>> START Raw records

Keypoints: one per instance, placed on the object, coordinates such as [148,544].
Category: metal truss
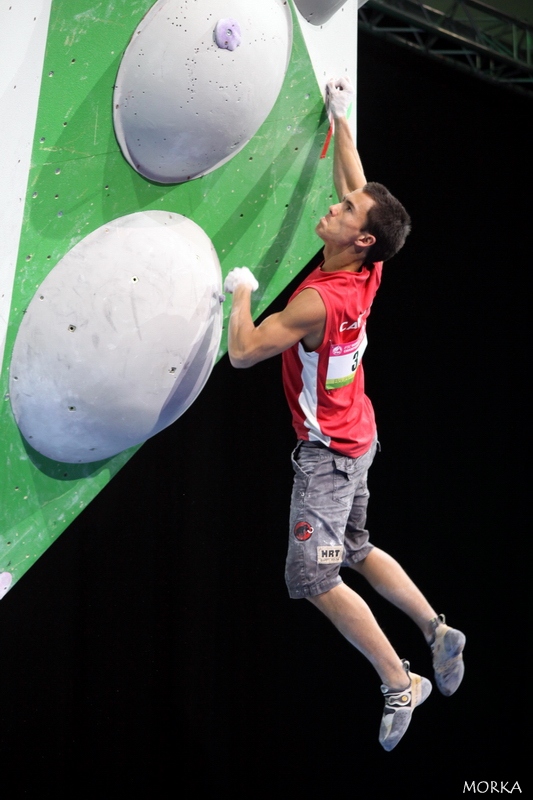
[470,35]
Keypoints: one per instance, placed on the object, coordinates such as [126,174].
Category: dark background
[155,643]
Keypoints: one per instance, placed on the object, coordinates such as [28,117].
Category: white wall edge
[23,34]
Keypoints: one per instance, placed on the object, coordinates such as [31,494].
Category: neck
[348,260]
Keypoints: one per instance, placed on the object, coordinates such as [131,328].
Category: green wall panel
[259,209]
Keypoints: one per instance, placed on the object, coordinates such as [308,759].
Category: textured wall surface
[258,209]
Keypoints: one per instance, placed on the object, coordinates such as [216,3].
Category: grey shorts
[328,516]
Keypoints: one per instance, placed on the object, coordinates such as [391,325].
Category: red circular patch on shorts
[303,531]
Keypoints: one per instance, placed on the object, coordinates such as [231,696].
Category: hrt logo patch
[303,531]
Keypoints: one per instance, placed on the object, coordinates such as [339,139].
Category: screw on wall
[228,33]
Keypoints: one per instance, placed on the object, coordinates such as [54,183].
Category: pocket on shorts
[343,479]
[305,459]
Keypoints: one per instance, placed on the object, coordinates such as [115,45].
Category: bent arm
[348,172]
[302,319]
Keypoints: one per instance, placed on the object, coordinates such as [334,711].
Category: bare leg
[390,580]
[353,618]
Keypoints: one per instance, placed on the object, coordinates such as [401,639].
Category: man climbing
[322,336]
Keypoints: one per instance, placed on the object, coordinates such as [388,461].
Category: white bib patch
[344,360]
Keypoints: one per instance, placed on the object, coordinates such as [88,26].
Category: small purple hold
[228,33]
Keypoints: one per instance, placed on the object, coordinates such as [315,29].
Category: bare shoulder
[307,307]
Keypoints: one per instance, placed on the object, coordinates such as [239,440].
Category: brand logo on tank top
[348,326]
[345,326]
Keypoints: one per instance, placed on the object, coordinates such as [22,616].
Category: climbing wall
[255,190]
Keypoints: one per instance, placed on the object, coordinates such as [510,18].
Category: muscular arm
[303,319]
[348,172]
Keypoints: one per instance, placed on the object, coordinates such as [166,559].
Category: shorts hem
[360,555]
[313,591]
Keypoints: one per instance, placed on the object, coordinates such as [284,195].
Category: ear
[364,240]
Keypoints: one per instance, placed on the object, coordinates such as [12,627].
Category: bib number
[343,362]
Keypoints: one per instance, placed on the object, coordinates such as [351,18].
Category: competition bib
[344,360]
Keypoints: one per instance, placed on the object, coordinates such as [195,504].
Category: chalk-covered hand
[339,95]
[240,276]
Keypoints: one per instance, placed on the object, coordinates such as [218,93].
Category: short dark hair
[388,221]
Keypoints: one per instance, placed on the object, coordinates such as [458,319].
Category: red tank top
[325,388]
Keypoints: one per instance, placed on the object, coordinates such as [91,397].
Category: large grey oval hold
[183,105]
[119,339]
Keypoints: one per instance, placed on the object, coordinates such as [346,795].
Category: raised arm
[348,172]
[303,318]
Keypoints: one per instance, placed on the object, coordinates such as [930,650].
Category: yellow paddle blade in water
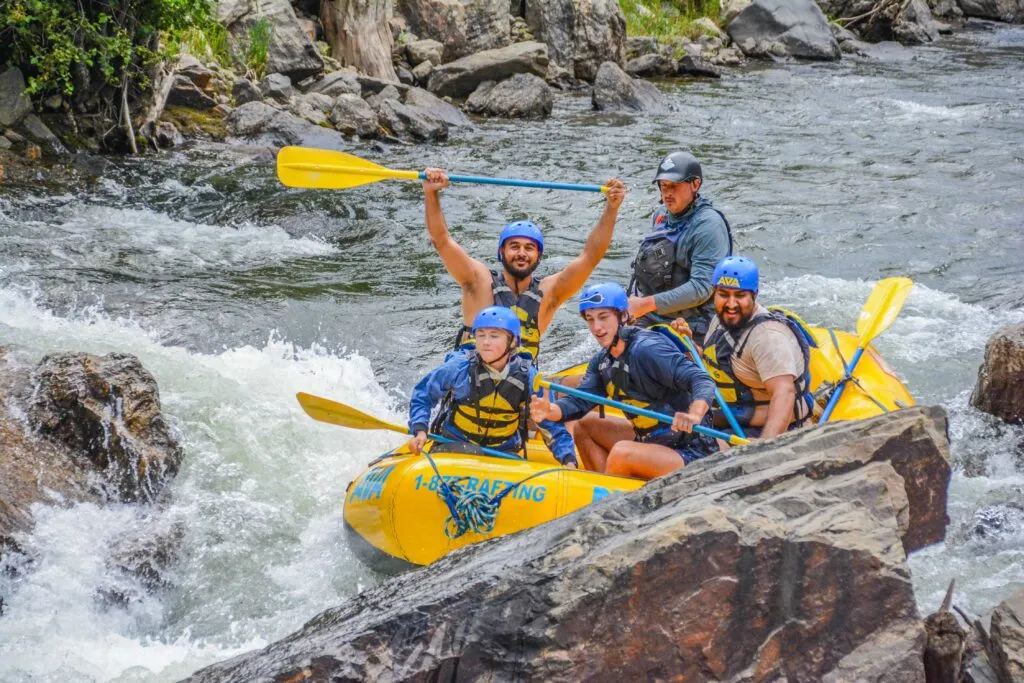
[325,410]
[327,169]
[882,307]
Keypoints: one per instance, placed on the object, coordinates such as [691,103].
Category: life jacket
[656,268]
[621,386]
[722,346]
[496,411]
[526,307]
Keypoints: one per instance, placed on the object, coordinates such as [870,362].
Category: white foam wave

>> END Raw records

**Exercise task**: Transcribe the records above exactly, leaving out every picture.

**Output for this task**:
Keypoints: one per instance, placed on the object, coordinates such as [148,544].
Category: metal truss
[470,35]
Keypoints: one per instance, placed on the object, coordinates such as [126,174].
Category: dark background
[155,643]
Keypoints: one per instance, placed on the object, coordinates such as [28,117].
Category: white wall edge
[23,34]
Keypoints: one per instance, placed on the object, coordinates such as [31,494].
Category: neck
[348,260]
Keypoints: one per instance, placed on the object, coordinates such as [131,328].
Category: green wall panel
[259,209]
Keypoints: one per instance, placed on the object, coordinates such as [308,759].
Category: textured wall surface
[258,209]
Keypoints: one per instance, placed on the object, coordinates such as [216,3].
Category: grey shorts
[328,516]
Keypoints: one per instance, placed on the object, coordinates such as [391,325].
Category: red circular patch on shorts
[303,531]
Keypoints: one per instance, placed on the object, coordinates such as [231,696].
Category: hrt logo patch
[303,531]
Keypoints: one per instance, placed on the object, coordinates such as [339,139].
Category: screw on wall
[228,33]
Keypoints: one per instance, placed on the object, coordinates such as [54,183].
Category: pocket on shorts
[343,479]
[305,459]
Keypoints: one per instance, placed on the object, coordinates such as [115,45].
Category: bent arm
[348,172]
[302,319]
Keypoints: one per instance, placed on the object, coordinates such as [334,711].
Category: bare leg
[390,580]
[353,618]
Keypoints: one per instance, placed on the object, coordinates such as [401,639].
Category: man climbing
[322,336]
Keypoints: one per instance, placed on the object, coordinates such as [388,461].
Category: white bib patch
[344,360]
Keypoints: one per instance, placed on the object, coordinates such as [88,26].
Category: small purple hold
[228,33]
Keypoints: one per instance, placed on the object, coordinates such as [315,29].
Category: bare shoulder
[307,307]
Keypoints: one per instance, placed on the object, coordinates such as [239,440].
Category: brand logo on tank top
[348,326]
[345,326]
Keypoints: one per instance, placed on the object, coordinates such as [22,616].
Category: climbing wall
[255,190]
Keypoints: one per instance, placed on the object, coordinates such as [510,18].
Category: muscular arm
[303,319]
[348,172]
Keypoints: one per instance, placed on the object, coordinates such as [166,559].
Category: shorts hem
[360,555]
[313,591]
Keypoints: one per instance, placed on the object, coordinates such as [284,195].
Category: ear
[364,240]
Keypoints: one per instance, placed on the object, coordinates such as [12,627].
Category: bib number
[343,362]
Keypoints: one per instance, placed on the object, coordinates such as [351,18].
Category: competition bib
[344,360]
Keypoints: one per instance, placed on the object, coordinates such as [195,504].
Category: chalk-covered hand
[339,95]
[240,276]
Keypoints: one per instance, placed on the object, coordinates such as [218,93].
Category: short dark hair
[388,221]
Keypoints: one per instance, placed on the object, coordinates such as [458,319].
Category: red tank top
[325,388]
Keypoints: one per instance, placed on the object, coordinates such as [91,397].
Category: large grey oval hold
[183,105]
[119,339]
Keypoints: one per instance, placed on the object, coordinates such as [346,795].
Category: raised arm
[348,172]
[303,318]
Keypoints: one per instance, placed on the object, coordinates such as [930,650].
Category: yellow paddle blade in water
[325,410]
[327,169]
[882,307]
Keypoints: one per instance, placed on the object, coordinates such as [691,103].
Category: life jacket
[656,268]
[621,386]
[722,346]
[496,411]
[526,307]
Keypoints: one per instance, placed on the object, coordinates such as [870,362].
Category: white foam wave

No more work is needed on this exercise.